### Work instructions
Below is a block of records; repeat each one exactly.

(Data items)
[Start]

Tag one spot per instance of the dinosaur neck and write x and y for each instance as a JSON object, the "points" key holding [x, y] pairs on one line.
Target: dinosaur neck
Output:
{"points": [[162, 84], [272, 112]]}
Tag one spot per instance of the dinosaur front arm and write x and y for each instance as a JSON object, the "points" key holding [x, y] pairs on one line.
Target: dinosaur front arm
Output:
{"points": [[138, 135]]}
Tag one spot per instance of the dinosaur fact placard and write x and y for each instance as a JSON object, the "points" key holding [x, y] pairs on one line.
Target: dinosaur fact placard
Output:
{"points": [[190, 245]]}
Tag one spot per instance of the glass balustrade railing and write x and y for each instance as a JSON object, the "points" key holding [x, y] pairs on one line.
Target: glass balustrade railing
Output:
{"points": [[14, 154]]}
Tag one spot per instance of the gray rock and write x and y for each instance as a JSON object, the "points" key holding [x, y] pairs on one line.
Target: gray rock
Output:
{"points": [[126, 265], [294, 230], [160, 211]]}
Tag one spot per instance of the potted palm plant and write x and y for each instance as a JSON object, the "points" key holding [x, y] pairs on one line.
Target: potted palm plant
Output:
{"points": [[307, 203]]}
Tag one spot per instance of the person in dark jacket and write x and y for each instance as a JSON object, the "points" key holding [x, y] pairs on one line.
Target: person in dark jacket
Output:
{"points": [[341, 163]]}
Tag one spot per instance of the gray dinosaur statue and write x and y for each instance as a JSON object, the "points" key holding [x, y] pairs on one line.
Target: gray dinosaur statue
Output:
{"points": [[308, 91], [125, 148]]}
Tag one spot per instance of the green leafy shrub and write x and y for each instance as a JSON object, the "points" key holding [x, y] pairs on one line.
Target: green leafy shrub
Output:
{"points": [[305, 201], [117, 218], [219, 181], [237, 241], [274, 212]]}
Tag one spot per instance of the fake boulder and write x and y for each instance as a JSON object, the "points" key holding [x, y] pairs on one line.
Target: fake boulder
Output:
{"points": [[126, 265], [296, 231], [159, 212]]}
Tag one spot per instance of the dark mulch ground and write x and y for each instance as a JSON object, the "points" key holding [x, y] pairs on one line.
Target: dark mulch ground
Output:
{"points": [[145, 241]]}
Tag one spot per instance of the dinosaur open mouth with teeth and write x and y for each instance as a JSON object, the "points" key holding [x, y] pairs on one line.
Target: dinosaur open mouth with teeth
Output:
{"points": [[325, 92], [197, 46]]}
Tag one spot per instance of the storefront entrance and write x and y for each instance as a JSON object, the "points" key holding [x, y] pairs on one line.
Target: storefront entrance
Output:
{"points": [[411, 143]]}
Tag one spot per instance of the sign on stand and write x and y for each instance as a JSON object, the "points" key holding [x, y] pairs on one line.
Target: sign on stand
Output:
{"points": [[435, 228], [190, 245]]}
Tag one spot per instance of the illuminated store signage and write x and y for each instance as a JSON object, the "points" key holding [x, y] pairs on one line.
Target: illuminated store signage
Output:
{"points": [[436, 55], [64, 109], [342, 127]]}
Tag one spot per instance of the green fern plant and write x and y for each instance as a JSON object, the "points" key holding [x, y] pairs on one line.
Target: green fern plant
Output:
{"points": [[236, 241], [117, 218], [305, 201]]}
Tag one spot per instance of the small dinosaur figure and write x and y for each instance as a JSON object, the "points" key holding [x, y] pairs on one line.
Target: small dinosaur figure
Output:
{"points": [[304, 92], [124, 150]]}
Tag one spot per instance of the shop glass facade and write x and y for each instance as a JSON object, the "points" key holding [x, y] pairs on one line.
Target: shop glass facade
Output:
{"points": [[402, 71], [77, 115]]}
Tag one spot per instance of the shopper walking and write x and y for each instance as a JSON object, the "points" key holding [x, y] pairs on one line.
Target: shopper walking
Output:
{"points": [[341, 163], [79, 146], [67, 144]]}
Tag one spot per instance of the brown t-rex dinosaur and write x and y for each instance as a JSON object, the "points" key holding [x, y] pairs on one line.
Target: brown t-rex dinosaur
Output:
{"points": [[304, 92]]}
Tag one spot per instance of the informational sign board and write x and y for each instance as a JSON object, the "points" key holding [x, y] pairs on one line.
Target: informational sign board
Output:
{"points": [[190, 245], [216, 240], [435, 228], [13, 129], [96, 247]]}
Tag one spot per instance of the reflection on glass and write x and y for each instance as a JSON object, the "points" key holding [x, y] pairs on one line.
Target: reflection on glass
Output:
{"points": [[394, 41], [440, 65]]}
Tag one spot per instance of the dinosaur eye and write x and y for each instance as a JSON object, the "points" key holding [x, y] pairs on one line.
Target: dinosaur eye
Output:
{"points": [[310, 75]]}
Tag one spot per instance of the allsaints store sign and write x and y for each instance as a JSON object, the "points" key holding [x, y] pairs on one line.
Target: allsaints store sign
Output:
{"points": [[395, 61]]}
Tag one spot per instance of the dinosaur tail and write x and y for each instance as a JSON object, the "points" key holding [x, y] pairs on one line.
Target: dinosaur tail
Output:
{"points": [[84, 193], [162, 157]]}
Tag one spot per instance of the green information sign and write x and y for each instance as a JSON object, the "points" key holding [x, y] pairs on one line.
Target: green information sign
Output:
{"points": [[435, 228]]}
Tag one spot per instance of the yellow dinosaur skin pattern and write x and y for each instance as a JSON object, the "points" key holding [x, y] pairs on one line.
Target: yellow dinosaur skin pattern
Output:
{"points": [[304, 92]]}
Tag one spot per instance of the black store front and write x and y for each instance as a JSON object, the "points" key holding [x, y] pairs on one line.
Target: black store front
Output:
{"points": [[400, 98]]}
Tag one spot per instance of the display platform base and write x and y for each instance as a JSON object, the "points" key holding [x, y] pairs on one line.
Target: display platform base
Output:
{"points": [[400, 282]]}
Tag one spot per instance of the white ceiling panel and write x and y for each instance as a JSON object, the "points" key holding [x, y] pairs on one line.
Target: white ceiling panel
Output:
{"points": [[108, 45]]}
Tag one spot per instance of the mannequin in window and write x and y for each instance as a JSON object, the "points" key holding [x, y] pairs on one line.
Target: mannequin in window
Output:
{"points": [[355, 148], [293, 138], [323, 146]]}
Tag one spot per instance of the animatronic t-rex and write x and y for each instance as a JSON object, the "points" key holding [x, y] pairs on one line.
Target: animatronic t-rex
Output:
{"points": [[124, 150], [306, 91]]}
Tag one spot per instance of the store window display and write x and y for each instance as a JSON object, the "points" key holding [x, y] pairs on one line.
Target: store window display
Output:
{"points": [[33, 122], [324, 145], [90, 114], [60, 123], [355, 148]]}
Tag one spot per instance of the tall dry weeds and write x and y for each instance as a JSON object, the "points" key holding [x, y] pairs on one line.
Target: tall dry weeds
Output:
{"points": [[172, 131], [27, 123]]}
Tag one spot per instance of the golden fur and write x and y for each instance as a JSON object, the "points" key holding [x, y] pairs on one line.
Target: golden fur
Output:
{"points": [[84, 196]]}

[End]

### Reply
Tag one spot per instance of the dinosaur neck and write x and y for each instance as a JSON object, the "points" key holding [x, y] pairs on one line.
Target: dinosaur neck
Output:
{"points": [[162, 84], [272, 112]]}
Tag one spot per instance of the dinosaur front arm and write x and y for each instance as a JSON object, the "points" key holding [x, y] pairs on one line.
Target: dinosaur front arm
Output:
{"points": [[138, 135]]}
Tag one spot per instance of the dinosaur fact placard and write x and y for each instance as a JSON object, the "points" key holding [x, y] pairs on one line.
Target: dinosaur fact placard
Output:
{"points": [[190, 245]]}
Tag one spot per instance of the glass balustrade railing and write x and y for each instance as a JSON object, the "points" key holding [x, y] pairs on one line.
Target: glass balustrade railing
Output:
{"points": [[14, 154]]}
Tag one spot per instance of the gray rock and write x and y for each instance as a JSON object, the "points" key holding [x, y] pairs on one line.
Target: gray rock
Output:
{"points": [[126, 265], [294, 230], [160, 211]]}
Tag one spot per instance of the potted palm plant and write x and y for each instance as a JSON object, the "points" key holding [x, y] pairs on one line.
Target: potted palm plant
Output:
{"points": [[307, 203]]}
Tag one spot per instance of the person in dark jacket and write x and y for each instance as a JSON object, the "points" key holding [x, y] pairs on one line.
Target: person in dark jacket
Output:
{"points": [[341, 163]]}
Tag one spot per instance of the gray dinosaur statue and write x and y for each instance as a JSON object, the "points" key holding [x, y] pairs on one line.
Target: gray dinosaur statue
Output:
{"points": [[308, 91], [125, 148]]}
Tag one spot per instance of the green leafy shrub and write x and y for each instance as a JSON object, the "points" key holding [x, y] pairs on one line.
Target: green leafy shrub
Output:
{"points": [[305, 201], [117, 218], [219, 181], [237, 241], [274, 212]]}
Tag one spot per instance of the fake boulder and write x and y for each instance as a JSON object, the "points" key holding [x, y] pairs on one line.
Target: fake boulder
Output:
{"points": [[126, 265], [296, 231], [159, 212]]}
Tag one spot per instance of the dark mulch ground and write x and y for each instance as a JSON object, the "points" key holding [x, y] pairs on one line.
Target: dark mulch ground
Output:
{"points": [[145, 241]]}
Tag one spot per instance of the dinosaur open mouth with teeth and write x and y for each instance as a JSON object, the "points" key holding [x, y] pairs on one line.
Target: dinosaur open mouth with teeth
Output:
{"points": [[325, 92], [197, 46]]}
Tag one spot per instance of the storefront entrance and write x and y for each instance as a JSON object, the "points" key holding [x, y] pairs on one line.
Target: storefront entrance
Output:
{"points": [[411, 143]]}
Tag one spot per instance of the sign on stand and write x and y for each instance as a JSON object, the "points" key holding [x, y] pairs on one line.
Target: sign on stand
Output:
{"points": [[435, 228], [190, 245]]}
Tag one spot per instance of the illuminated store signage and write x and y for each instance as a JSON object, the "points" key holding [x, y] pairs on one line.
Target: illuminated store signage
Output:
{"points": [[436, 55], [64, 109], [342, 127]]}
Tag one spot per instance of the green fern plant and write x and y for each instance as a JSON object, the "points" key holding [x, y] pairs on one line.
Target: green fern plant
Output:
{"points": [[236, 241], [117, 218], [305, 201]]}
Tag one spot per instance of the small dinosaur figure and write x and y for each instance as a JSON object, the "points" key holding [x, y] pairs on one line.
Target: small dinosaur figure
Output:
{"points": [[304, 92], [124, 150]]}
Tag one spot per instance of the shop glass facade and write x and y for each instance as a JSON object, the "points" key holding [x, y] pairs on one line.
Target: shop glass facade
Output:
{"points": [[402, 71], [77, 115]]}
Tag one spot per instance of the shopper walking and write x and y for each instance as a JSON object, the "points" key holding [x, y] pairs on one line.
Target: shopper walking
Output:
{"points": [[341, 163], [79, 146], [67, 144]]}
Tag one spot per instance of the brown t-rex dinosaur and write x and y for each instance as a JSON object, the "points" key holding [x, y] pairs on one line.
Target: brown t-rex dinosaur
Output:
{"points": [[304, 92]]}
Tag one spot per instance of the informational sign board and write x and y for each instance as a JSON object, the "points" key holding [x, y] pairs on one line.
Target: informational sign board
Output:
{"points": [[190, 245], [216, 240], [435, 228], [13, 129], [96, 247]]}
Tag one spot per instance of the reflection on glass and write x and y for each instance as a JSON object, the "points" key holding [x, y] pairs on one line.
Target: reflection on glass
Output:
{"points": [[394, 41], [440, 65]]}
Tag one spot per instance of the dinosaur eye and write x and y for each instance as a JSON object, the "points" key holding [x, y] pairs on one line.
Target: dinosaur eye
Output:
{"points": [[310, 75]]}
Tag one spot per instance of the allsaints store sign and write x and y for each instance as a JSON object, the "points" key holding [x, y] pairs on one line.
Target: allsaints store sign
Output:
{"points": [[395, 61]]}
Tag one spot per instance of the dinosaur tail and write x and y for each instance as a JSON object, the "points" key holding [x, y] pairs on one line.
Target: dinosaur tail
Output:
{"points": [[84, 193], [162, 157]]}
Tag one spot per instance of the green information sign and write x and y for each instance as a JSON object, the "points" key holding [x, y] pairs on one line.
Target: green information sign
Output:
{"points": [[435, 228]]}
Tag one spot per instance of the yellow dinosaur skin pattern and write x and y for each instance as a JSON object, the "points" key holding [x, y] pairs on one line.
Target: yellow dinosaur skin pattern
Output:
{"points": [[304, 92]]}
Tag one spot per instance of the black store front and write x and y for each instance as a JSON object, the "points" key holding [x, y] pairs on one line.
Target: black store front
Output:
{"points": [[400, 98]]}
Tag one spot per instance of the display platform base and write x and y for each instance as a JSON object, the "points" key holding [x, y] pairs on one line.
Target: display platform base
Output:
{"points": [[400, 282]]}
Tag one spot per instance of the white ceiling panel and write x and y for each instance as a JSON object, the "points" key holding [x, y] pairs on one line.
Target: white ceiling panel
Output:
{"points": [[108, 45]]}
Tag one spot per instance of the mannequin in window and write x and y for each instance as a JSON object, the "points" key holding [x, y] pairs on one line.
Target: mannequin in window
Output:
{"points": [[355, 148], [293, 138], [323, 146]]}
Tag one spot per instance of the animatronic t-rex and write x and y for each instance as a JSON object, the "points" key holding [x, y] pairs on one line.
Target: animatronic t-rex
Output:
{"points": [[124, 150], [306, 91]]}
Tag one spot per instance of the store window display and write x and y for each instance as a JSON object, the "points" key holding [x, y] pairs on one line.
Target: store window display
Output:
{"points": [[33, 122], [324, 145], [90, 114], [60, 123], [355, 148]]}
Tag one spot per instance of the tall dry weeds and write x and y for each instance as a JSON object, the "points" key holding [x, y] pairs on one line.
Target: tall dry weeds
Output:
{"points": [[172, 131], [27, 123]]}
Tag one spot per instance of the golden fur and write x and y for each instance as a JSON object, the "points" key holding [x, y] pairs on one line.
Target: golden fur
Output:
{"points": [[84, 196]]}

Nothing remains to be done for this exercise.